**Task goal**
Find the lines below that contain the string "cliff", count them, and give only the number.

>>>

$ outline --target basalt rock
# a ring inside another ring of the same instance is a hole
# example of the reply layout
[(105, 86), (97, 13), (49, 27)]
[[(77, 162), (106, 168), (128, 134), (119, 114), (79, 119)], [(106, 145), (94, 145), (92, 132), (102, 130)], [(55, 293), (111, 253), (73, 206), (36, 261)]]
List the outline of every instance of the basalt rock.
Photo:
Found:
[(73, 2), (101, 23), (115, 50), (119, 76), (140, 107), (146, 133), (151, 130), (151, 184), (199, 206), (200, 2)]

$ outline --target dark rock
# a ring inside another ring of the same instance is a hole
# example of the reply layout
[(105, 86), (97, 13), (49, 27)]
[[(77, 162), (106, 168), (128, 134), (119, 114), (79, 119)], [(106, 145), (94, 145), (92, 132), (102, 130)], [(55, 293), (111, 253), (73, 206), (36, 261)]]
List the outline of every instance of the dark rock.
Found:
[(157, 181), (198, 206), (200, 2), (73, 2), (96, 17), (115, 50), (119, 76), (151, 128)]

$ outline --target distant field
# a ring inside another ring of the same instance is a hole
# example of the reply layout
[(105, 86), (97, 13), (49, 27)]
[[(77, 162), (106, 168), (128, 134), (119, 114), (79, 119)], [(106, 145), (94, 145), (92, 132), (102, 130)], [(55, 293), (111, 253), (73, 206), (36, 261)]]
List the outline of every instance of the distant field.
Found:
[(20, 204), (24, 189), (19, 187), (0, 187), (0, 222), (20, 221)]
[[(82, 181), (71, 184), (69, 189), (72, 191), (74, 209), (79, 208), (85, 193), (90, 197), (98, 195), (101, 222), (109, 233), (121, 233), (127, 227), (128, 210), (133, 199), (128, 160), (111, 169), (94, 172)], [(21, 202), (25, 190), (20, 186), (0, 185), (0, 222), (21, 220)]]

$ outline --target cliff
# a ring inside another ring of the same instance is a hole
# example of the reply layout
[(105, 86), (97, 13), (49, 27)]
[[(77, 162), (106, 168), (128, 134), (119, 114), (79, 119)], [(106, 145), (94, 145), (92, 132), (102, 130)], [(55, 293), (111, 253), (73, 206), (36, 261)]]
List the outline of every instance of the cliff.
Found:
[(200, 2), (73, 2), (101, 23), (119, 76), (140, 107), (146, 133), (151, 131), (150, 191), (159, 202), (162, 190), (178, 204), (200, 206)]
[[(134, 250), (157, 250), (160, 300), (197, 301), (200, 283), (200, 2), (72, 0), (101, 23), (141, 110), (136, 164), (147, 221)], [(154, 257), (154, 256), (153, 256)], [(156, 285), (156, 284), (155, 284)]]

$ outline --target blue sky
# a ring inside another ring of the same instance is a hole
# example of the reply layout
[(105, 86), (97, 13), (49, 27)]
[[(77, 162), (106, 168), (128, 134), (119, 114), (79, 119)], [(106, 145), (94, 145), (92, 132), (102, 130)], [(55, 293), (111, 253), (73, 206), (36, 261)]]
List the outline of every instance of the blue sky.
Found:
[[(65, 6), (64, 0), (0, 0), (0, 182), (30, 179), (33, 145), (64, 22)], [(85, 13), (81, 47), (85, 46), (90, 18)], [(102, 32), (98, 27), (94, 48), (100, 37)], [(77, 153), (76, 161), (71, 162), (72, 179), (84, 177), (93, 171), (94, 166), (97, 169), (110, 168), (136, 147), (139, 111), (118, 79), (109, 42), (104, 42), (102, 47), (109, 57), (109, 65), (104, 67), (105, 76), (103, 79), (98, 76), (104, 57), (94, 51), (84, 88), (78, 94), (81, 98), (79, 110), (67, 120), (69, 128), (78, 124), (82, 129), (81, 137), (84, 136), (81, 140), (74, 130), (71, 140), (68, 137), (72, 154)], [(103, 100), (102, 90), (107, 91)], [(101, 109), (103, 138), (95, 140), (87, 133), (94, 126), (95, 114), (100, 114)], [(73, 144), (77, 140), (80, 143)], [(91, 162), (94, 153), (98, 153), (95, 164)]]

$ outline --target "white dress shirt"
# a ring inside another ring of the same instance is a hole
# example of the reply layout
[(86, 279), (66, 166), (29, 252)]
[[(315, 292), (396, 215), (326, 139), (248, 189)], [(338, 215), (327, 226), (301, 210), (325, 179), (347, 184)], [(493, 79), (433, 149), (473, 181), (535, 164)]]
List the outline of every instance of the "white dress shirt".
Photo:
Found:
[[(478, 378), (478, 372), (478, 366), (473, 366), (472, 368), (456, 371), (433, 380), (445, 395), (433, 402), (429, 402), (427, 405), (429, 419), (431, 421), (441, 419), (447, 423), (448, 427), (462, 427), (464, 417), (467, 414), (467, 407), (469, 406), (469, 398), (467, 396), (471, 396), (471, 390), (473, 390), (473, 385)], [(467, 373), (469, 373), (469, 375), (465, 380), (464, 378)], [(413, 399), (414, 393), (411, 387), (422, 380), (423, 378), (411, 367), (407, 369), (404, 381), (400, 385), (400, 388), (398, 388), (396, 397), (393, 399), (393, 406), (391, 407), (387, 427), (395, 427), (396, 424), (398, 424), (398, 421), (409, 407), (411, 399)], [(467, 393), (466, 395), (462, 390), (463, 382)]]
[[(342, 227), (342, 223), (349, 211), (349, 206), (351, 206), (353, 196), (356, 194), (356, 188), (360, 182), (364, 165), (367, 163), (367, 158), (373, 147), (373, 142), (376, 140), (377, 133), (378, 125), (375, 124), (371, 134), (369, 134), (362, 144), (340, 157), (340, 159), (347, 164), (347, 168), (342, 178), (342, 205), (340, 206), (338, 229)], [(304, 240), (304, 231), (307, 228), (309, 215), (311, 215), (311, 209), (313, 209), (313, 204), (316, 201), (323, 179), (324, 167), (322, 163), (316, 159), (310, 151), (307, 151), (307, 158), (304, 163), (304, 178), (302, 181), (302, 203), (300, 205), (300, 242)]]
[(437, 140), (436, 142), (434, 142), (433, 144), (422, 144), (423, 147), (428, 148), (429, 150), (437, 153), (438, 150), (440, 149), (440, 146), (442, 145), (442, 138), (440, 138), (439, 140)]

<<<

**Expected answer**
2